> **Stated task**: Return each line of the items below that contains the string "hair", treating uppercase and lowercase as different.

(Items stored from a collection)
====
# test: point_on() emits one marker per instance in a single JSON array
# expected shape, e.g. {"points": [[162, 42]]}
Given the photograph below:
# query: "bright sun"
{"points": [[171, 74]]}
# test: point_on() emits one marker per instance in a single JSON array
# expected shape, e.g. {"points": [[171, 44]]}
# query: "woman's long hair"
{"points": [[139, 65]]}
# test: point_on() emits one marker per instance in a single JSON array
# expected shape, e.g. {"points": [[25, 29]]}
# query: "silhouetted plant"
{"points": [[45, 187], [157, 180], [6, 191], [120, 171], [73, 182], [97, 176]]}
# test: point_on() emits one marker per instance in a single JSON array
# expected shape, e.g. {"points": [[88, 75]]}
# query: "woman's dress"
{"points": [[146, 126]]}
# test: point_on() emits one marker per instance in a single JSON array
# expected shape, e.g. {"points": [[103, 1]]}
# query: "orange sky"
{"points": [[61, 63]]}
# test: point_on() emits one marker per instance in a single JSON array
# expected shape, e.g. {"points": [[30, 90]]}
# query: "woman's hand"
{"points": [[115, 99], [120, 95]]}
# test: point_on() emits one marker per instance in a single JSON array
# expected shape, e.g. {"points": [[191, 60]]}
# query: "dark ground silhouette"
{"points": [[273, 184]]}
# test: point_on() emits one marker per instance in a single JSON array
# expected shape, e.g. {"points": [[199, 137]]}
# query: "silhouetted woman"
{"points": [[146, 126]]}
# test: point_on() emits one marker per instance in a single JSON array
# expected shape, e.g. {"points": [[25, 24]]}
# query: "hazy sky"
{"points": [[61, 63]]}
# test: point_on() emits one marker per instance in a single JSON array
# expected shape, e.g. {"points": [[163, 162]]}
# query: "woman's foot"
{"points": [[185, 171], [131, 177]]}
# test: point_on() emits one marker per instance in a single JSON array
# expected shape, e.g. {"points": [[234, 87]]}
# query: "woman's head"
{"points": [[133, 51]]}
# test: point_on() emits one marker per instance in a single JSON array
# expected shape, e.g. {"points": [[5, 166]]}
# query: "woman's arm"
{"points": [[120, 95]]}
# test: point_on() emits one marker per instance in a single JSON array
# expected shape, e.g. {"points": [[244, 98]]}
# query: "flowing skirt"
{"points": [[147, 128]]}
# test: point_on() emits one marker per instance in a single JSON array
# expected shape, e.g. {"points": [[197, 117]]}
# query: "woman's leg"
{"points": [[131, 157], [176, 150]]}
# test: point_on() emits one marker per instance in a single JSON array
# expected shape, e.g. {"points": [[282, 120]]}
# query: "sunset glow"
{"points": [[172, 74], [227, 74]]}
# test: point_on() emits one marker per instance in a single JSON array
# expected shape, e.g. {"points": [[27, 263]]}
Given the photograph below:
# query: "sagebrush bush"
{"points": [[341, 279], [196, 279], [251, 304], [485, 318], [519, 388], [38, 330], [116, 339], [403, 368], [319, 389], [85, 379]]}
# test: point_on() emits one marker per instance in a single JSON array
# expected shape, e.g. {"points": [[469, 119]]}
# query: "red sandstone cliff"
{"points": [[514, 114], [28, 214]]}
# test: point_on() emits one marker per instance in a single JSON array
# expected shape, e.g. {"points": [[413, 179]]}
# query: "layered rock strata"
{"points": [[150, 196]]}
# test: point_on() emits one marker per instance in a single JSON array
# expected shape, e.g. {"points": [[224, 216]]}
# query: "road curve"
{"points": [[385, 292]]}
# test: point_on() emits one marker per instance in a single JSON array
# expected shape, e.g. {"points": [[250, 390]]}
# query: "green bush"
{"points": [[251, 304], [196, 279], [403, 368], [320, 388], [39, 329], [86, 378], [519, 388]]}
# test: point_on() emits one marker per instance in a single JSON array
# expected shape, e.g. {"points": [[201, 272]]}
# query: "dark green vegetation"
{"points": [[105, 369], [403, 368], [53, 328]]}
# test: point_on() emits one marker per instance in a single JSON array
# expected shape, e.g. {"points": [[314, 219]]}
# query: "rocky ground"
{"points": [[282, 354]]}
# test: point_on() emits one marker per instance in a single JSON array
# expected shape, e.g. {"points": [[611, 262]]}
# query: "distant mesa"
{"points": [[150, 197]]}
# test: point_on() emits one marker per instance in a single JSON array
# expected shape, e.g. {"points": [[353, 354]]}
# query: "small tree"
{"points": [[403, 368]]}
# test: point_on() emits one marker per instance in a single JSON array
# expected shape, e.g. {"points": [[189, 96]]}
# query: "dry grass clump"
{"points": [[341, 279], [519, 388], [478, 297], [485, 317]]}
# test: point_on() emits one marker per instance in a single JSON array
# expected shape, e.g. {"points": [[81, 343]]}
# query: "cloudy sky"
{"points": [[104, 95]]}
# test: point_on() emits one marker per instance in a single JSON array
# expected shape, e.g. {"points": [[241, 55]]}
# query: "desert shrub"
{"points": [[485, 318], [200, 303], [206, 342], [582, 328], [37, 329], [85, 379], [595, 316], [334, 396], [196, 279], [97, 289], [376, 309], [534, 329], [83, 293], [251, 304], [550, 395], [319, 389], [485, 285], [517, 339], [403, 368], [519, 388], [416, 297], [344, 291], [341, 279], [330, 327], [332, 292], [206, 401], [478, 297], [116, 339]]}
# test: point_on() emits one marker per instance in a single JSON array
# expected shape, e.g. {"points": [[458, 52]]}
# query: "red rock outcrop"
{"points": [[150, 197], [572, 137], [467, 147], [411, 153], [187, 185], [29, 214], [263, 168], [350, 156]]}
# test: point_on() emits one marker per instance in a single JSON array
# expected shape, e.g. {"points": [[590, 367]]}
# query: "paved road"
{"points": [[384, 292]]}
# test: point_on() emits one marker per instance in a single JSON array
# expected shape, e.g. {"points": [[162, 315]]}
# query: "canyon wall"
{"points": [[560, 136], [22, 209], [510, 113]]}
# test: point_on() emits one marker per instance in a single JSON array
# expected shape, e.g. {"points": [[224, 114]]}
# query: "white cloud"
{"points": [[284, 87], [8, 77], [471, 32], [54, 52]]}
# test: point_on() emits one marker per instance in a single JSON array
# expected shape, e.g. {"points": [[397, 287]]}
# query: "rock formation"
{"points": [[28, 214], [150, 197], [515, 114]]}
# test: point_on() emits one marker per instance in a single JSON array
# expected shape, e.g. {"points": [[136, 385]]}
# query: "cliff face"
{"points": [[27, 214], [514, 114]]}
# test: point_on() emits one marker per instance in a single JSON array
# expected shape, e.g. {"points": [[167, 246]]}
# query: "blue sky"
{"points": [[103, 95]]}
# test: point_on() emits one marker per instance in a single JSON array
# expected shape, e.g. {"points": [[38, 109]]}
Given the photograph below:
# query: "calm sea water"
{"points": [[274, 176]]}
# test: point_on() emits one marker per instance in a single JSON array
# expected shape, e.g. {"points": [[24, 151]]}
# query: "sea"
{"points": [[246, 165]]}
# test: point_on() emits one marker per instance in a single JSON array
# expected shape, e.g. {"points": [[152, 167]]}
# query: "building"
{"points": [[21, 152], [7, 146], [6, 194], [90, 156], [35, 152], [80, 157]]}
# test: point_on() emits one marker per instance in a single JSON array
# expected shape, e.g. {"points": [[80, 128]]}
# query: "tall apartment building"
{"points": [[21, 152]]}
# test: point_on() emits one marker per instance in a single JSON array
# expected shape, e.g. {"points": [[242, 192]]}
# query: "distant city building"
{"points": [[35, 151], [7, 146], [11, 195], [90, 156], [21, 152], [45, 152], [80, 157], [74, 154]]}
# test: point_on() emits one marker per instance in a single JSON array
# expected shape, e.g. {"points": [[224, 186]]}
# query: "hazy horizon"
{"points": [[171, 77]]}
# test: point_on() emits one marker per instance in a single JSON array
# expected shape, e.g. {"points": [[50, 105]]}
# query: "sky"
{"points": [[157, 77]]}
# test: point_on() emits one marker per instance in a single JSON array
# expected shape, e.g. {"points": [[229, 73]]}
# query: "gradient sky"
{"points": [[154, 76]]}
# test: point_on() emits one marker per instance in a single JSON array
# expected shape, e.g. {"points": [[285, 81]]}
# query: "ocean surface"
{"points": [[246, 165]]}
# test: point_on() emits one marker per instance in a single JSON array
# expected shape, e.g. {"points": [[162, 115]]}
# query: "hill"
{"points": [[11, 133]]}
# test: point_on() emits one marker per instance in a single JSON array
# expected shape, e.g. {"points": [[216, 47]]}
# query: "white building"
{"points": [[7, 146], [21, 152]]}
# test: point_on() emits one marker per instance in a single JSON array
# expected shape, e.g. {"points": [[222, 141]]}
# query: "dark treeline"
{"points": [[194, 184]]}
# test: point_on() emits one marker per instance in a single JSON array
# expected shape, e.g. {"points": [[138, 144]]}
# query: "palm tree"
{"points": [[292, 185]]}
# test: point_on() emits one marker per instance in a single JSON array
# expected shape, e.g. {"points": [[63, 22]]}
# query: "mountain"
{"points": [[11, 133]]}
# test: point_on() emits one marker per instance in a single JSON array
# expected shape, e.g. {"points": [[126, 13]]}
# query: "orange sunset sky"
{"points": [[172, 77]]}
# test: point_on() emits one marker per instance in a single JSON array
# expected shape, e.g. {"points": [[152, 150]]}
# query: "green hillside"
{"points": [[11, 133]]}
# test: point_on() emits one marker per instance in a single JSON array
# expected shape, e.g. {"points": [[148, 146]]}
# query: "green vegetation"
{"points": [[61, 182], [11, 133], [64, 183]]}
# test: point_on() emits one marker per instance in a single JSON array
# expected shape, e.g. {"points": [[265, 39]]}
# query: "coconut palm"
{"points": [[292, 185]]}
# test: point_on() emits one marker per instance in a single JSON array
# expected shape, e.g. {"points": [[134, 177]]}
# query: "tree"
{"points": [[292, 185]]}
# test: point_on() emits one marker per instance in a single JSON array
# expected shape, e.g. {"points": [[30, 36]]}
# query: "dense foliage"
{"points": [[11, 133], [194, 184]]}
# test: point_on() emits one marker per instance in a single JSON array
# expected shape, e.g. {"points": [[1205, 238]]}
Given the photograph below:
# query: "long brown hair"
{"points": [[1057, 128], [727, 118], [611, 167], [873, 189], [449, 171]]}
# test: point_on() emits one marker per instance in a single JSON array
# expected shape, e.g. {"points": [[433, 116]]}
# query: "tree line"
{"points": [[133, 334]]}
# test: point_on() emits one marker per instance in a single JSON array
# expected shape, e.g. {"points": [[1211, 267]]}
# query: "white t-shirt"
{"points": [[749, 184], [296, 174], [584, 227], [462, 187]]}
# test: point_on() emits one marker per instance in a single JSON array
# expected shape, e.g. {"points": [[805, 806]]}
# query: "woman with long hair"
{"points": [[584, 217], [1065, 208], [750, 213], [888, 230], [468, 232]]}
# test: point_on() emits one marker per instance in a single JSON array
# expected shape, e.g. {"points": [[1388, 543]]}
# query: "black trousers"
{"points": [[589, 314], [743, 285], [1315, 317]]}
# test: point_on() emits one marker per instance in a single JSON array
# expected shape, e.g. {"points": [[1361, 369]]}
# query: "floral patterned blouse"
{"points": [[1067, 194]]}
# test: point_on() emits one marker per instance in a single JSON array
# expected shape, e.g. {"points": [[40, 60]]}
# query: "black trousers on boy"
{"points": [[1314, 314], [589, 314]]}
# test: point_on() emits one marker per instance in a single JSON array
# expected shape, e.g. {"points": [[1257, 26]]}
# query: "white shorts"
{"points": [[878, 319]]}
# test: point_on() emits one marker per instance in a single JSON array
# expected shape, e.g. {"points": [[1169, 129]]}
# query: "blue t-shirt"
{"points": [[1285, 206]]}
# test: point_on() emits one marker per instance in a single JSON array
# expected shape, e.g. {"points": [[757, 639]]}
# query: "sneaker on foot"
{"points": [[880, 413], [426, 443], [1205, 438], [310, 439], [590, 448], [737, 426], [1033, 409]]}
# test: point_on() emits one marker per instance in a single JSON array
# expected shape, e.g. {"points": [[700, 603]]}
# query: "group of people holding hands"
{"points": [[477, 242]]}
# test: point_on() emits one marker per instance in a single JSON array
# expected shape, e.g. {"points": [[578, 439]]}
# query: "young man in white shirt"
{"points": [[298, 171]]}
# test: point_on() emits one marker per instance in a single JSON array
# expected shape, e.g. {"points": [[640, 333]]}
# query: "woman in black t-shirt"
====
> **Answer below**:
# query: "woman's long hair"
# query: "long brown hair"
# query: "woman with long hair"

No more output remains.